↓
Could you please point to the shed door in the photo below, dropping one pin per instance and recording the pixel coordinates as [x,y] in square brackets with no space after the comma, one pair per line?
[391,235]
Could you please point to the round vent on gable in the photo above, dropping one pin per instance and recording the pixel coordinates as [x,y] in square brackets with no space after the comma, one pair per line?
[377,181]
↑
↓
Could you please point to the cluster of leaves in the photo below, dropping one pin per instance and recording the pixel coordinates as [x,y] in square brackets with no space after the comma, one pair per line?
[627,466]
↑
↓
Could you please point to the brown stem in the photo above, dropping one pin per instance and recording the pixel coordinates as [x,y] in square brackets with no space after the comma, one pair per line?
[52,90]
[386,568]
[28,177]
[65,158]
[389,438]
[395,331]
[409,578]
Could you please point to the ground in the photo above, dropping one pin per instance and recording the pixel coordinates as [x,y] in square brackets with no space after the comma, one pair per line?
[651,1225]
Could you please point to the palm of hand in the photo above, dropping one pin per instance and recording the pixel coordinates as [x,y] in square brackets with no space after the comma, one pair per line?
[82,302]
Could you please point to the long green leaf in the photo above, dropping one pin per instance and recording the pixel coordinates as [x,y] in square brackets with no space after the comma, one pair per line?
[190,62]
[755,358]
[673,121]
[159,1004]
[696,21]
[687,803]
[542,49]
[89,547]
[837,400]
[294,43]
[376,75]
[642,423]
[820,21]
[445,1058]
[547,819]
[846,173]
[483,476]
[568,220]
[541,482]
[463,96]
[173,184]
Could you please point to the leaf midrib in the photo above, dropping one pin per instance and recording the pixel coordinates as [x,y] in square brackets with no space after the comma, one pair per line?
↑
* _What this task involves_
Locate every line in the entries above that contains the word "ground", and copy each of those lines in full.

* _Written response_
Could you please point to the ground in the photo above, dropping one pin per instance and recording the pixel coordinates as [x,y] in square brackets with no space after the comma, one pair per line?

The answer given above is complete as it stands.